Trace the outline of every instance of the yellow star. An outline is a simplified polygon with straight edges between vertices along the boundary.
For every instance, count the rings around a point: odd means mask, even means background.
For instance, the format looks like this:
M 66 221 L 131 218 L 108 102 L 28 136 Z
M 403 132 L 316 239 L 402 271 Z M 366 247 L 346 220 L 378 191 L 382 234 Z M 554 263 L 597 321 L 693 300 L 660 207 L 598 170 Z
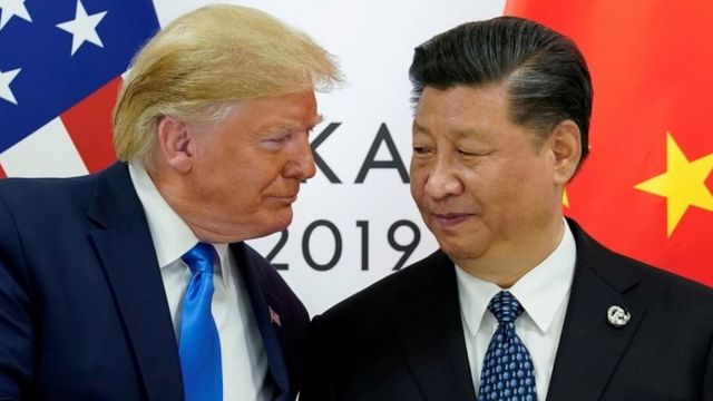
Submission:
+++
# [PROBLEM DETAILS]
Copy out the data above word for word, line by line, but leave out the picture.

# [FULL RESPONSE]
Trace the outline of every instance of the yellow star. An outline is a simplified polygon with straight edges between vertices along the boundary.
For every instance, count the rings around a point: odd means mask, even means background.
For instance, the format looks like this:
M 66 221 L 131 218 L 108 102 L 28 136 Z
M 403 132 L 316 239 L 402 271 Z M 366 247 L 346 220 L 378 191 L 382 234 Z M 554 263 L 597 321 L 693 300 L 660 207 L 598 170 Z
Submission:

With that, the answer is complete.